_Task instructions:_
1) Rewrite the antibiotic resistance text from "The WHO surveyed" to "Week, Nov. 16–22.", swapping "respondents" for "participants".
2) Name every disease that the antibiotic resistance text gives as having multi-drug-resistant forms.

++++ Text segment

Over-use and misuse of antibiotics are the drivers of antibiotic resistance. Superbug infections—including multi-drug-resistant forms of tuberculosis, typhoid and gonorrhea—kill hundreds of thousands of people a year, and the trend is growing.
“The rise of antibiotic resistance is a global health crisis,” the WHO’s director-general Margaret Chan said in a statement. “It is reaching dangerously high levels in all parts of the world.”
The WHO surveyed 10,000 people across 12 countries—Barbados, China, Egypt, India, Indonesia, Mexico, Nigeria, Russia, Serbia, South Africa, Sudan and Vietnam—and found many worrying misconceptions.
Three quarters of respondents wrongly think antibiotic resistance means the body is resistant to the drugs.
Some 66% believe individuals are not at risk of a drug-resistant infection if they personally take their antibiotics as prescribed. An equal number thinks antibiotics can be used to treat viral infections and one third think they can stop taking antibiotics when they feel better rather than taking the full course, a practice that contributes to antibiotic resistance.
The WHO survey was released today to coincide with the first World Antibiotic Awareness Week, Nov. 16–22.
The WHO has launched a campaign, “Antibiotics: Handle With Care,” to increase awareness of global antibiotic resistance and to encourage best practices among the general public, health workers and policy makers to avoid the further emergence and spread of antibiotic resistance.

++++++++
++++ Data extract

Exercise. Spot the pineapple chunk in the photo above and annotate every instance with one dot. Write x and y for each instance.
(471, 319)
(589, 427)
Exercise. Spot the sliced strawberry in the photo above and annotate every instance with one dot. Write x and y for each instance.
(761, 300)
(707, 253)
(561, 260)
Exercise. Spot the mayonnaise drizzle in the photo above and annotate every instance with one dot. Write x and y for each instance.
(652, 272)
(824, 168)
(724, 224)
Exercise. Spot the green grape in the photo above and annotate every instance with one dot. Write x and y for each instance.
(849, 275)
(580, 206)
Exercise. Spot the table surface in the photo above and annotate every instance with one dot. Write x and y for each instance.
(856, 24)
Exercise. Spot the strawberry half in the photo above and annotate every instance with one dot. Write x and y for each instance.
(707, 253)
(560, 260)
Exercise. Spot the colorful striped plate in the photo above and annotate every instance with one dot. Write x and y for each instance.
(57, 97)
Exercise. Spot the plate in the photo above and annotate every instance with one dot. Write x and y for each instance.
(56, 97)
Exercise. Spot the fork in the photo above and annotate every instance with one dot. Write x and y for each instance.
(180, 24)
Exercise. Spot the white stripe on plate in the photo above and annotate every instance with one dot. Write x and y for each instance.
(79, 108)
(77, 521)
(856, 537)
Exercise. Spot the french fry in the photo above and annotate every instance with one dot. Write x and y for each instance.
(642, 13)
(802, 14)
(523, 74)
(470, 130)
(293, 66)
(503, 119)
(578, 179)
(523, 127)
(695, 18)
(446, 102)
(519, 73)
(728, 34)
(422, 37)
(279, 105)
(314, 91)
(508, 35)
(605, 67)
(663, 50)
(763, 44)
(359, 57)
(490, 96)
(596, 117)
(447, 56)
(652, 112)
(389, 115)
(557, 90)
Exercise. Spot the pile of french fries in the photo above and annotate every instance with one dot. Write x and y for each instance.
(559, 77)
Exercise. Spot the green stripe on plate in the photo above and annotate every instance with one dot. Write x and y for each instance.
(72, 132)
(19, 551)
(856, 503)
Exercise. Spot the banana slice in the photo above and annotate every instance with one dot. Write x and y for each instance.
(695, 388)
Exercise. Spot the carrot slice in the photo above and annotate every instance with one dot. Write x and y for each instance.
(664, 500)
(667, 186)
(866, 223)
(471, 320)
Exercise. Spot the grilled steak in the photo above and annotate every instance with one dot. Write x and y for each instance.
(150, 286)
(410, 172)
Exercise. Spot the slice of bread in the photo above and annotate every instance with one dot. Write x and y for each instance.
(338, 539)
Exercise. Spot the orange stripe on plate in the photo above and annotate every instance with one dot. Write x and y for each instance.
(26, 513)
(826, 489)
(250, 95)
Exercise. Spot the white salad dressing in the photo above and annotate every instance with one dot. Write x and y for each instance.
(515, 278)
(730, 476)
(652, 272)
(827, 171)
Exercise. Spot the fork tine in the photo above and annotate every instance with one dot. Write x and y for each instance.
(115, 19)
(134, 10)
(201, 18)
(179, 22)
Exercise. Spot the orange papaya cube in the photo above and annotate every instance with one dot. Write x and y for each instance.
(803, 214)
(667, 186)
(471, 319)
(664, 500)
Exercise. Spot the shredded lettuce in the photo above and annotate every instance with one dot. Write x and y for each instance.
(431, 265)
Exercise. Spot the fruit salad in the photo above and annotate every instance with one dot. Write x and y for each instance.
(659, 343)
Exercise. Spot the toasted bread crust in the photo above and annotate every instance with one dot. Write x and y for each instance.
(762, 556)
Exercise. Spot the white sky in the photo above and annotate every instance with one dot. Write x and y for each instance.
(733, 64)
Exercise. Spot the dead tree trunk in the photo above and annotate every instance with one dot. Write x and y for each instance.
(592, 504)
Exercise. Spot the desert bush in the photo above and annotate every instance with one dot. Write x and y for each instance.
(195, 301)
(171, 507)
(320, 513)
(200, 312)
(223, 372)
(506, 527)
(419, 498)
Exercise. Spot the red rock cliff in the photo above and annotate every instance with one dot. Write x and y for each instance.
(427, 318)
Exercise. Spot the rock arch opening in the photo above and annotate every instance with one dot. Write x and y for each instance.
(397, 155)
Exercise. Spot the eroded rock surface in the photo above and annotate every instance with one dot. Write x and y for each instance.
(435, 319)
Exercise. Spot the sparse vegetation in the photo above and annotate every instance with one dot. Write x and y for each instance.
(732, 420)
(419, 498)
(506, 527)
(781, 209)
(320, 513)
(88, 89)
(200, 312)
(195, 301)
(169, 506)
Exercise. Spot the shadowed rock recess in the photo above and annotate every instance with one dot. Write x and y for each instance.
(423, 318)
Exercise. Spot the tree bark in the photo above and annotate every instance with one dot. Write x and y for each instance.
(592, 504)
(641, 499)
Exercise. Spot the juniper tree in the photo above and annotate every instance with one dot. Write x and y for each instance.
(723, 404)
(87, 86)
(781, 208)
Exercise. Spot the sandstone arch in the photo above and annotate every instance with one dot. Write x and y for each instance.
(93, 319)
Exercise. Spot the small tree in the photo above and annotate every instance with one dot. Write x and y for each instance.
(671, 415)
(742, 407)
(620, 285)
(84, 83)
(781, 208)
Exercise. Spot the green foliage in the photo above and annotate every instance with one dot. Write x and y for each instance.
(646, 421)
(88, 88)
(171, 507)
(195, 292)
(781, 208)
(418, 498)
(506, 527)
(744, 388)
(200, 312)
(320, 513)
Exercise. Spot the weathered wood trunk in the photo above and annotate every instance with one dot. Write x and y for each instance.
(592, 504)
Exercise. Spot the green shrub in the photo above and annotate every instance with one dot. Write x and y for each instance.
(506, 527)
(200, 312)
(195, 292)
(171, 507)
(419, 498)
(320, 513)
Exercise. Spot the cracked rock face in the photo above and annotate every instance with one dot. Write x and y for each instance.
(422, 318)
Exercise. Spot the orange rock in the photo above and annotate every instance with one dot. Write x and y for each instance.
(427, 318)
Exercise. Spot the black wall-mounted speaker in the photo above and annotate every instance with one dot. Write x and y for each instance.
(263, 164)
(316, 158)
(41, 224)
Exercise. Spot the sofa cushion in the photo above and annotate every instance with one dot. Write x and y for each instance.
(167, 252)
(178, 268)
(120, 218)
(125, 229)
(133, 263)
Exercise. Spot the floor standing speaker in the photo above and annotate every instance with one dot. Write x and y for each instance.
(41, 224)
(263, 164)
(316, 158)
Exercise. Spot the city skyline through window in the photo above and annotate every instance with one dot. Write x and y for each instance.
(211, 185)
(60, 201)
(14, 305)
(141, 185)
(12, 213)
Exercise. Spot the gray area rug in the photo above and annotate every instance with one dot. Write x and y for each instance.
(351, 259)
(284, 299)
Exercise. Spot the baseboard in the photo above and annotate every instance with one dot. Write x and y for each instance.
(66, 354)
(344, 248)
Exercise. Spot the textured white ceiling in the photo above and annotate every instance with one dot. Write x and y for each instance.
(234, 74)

++++++++

_Responses by task:_
1)
The WHO surveyed 10,000 people across 12 countries—Barbados, China, Egypt, India, Indonesia, Mexico, Nigeria, Russia, Serbia, South Africa, Sudan and Vietnam—and found many worrying misconceptions.
Three quarters of participants wrongly think antibiotic resistance means the body is resistant to the drugs.
Some 66% believe individuals are not at risk of a drug-resistant infection if they personally take their antibiotics as prescribed. An equal number thinks antibiotics can be used to treat viral infections and one third think they can stop taking antibiotics when they feel better rather than taking the full course, a practice that contributes to antibiotic resistance.
The WHO survey was released today to coincide with the first World Antibiotic Awareness Week, Nov. 16–22.

2) Tuberculosis, typhoid and gonorrhea.